SQL Window Functions

SQL > Window Functions

What is a window function in SQL?

With aggregate functions, you usually get a single result for each group that you look at (as specified by the columns in the GROUP BY clause). However, there are times when you want to apply the aggregate function to each row, and this is where window functions come in.

Window functions are called such because they operate on each row within a window. A window is defined by the OVER() clause. There are two major components in the OVER() construct:

PARTITION BY: Defines the window partition into groups of rows. This is similar to the GROUP BY clause. Note that this is optional. You do not need to specify PARTITION BY if your window covers the entire data set.
ORDER BY: Orders the value within each window partition. This is optional, although in most of the use cases, it makes sense to order your results in some way.

There are a number of aggregate functions that can act as a window function. The following are the common aggregate functions used as part of a window function:

Common aggregate functions: SUM, AVG, COUNT
Ranking functions: RANK, DENSE_RANK, ROW_NUMBER
Grouping function: NTILE
Before- and after-functions: LEAD, LAG

We go through each type of functions below:

Common Aggregate Functions: SUM, AVG, COUNT

We use the following table for our examples.

Table Store_Sales

Store_ID	Salesperson	Sales
1	Aaron	374
1	Beatrice	492
1	Cathy	430
2	Dan	462
2	Elmo	747
2	Frank	1332
2	Gina	898
2	Harry	603
3	Isabel	247
3	Jimmy	1030
3	Kara	1030
3	Lamar	1314
3	Mary	462

To list the average sales amount of the store each salesperson belongs to, we use the following window function:

SELECT Store_ID, Salesperson, Sales, AVG(Sales) OVER (PARTITION BY Store_ID) Avg_Store
FROM Store_Sales;

Result:

Store_ID	Salesperson	Sales	Avg_Store
1	Aaron	374	432
1	Beatrice	492	432
1	Cathy	430	432
2	Dan	462	808.4
2	Elmo	747	808.4
2	Frank	1332	808.4
2	Gina	898	808.4
2	Harry	603	808.4
3	Isabel	247	816.6
3	Jimmy	1030	816.6
3	Kara	1030	816.6
3	Lamar	1314	816.6
3	Mary	462	816.6

Ranking Functions: RANK, DENSE_RANK, ROW_NUMBER

ROW_NUMBER(), RANK(), and DENSE_RANK() are all functions that show the rank of a row within the window. These three functions are different in how they handle ties:

RANK(): When there are ties, this function will consider the number of rows that are tied and assign the rank to the subsequent rows. For example, if two rows are tied as rank 1, the next row will get rank 3.
..............................
== Objective ==
Reproduce the part of the window functions page starting with "ROW_NUMBER(), RANK(), and" and going on through "get rank 3.". Rely on nothing but the window functions page.

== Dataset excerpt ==
..............................
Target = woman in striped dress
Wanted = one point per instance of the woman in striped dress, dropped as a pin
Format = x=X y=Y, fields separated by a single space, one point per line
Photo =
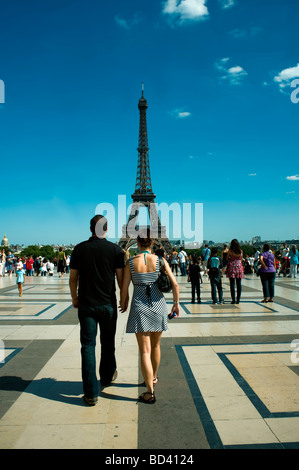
x=148 y=312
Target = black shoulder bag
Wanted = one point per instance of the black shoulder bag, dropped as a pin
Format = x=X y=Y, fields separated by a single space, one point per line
x=163 y=281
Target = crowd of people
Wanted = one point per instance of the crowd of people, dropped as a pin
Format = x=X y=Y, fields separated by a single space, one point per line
x=96 y=263
x=38 y=265
x=231 y=262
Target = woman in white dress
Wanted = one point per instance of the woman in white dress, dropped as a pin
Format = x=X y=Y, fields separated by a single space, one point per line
x=148 y=312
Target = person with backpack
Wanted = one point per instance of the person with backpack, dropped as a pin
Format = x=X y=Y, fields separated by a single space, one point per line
x=205 y=257
x=194 y=277
x=235 y=270
x=214 y=267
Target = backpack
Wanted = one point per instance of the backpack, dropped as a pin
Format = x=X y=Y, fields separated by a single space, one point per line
x=214 y=266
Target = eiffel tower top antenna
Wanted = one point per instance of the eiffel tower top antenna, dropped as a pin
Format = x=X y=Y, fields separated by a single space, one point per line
x=143 y=195
x=143 y=186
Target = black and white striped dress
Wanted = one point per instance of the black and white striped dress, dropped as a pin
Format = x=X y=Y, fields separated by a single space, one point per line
x=148 y=307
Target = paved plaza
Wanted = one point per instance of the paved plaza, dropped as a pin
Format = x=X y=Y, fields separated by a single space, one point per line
x=228 y=375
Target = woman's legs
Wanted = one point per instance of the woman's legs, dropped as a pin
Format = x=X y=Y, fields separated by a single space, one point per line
x=156 y=351
x=149 y=348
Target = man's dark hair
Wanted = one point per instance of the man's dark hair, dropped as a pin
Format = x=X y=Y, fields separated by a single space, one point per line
x=102 y=226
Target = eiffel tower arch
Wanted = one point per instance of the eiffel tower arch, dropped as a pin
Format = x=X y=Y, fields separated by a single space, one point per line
x=143 y=196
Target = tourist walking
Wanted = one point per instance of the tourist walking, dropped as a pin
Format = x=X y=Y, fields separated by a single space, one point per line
x=148 y=313
x=29 y=266
x=293 y=255
x=94 y=264
x=20 y=273
x=2 y=263
x=267 y=273
x=61 y=262
x=9 y=263
x=224 y=258
x=205 y=256
x=182 y=260
x=44 y=268
x=194 y=278
x=235 y=270
x=214 y=269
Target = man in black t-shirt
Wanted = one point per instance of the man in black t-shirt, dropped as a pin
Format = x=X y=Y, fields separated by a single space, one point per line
x=94 y=264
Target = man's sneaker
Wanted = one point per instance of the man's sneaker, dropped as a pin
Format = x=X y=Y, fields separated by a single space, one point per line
x=114 y=376
x=90 y=401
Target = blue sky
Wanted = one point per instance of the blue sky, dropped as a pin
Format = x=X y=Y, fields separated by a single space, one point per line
x=222 y=127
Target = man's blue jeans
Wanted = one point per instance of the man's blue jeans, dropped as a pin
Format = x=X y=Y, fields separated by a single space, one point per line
x=90 y=317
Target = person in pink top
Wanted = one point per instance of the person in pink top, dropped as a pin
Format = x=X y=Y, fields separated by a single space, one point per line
x=235 y=269
x=267 y=272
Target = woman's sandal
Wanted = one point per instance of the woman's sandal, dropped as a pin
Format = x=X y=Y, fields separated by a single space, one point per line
x=150 y=400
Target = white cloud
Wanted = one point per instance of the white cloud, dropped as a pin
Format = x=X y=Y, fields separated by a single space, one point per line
x=227 y=3
x=234 y=75
x=286 y=76
x=184 y=114
x=186 y=10
x=127 y=24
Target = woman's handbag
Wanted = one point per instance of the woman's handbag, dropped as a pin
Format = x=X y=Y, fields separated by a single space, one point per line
x=163 y=281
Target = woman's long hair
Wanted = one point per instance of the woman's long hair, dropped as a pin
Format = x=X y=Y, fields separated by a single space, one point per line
x=235 y=247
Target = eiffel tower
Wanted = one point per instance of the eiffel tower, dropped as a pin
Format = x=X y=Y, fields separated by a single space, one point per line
x=143 y=195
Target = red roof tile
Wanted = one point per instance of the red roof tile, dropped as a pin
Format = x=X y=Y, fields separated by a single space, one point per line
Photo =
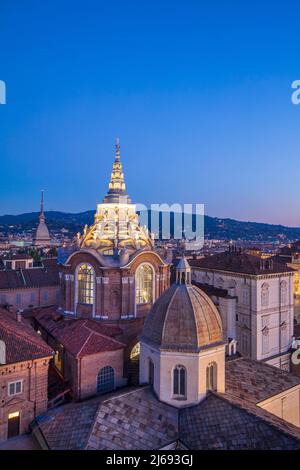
..............................
== Solved problem ==
ROW_NUMBER(), RANK(), and DENSE_RANK() are all functions that show the rank of a row within the window. These three functions are different in how they handle ties:

RANK(): When there are ties, this function will consider the number of rows that are tied and assign the rank to the subsequent rows. For example, if two rows are tied as rank 1, the next row will get rank 3.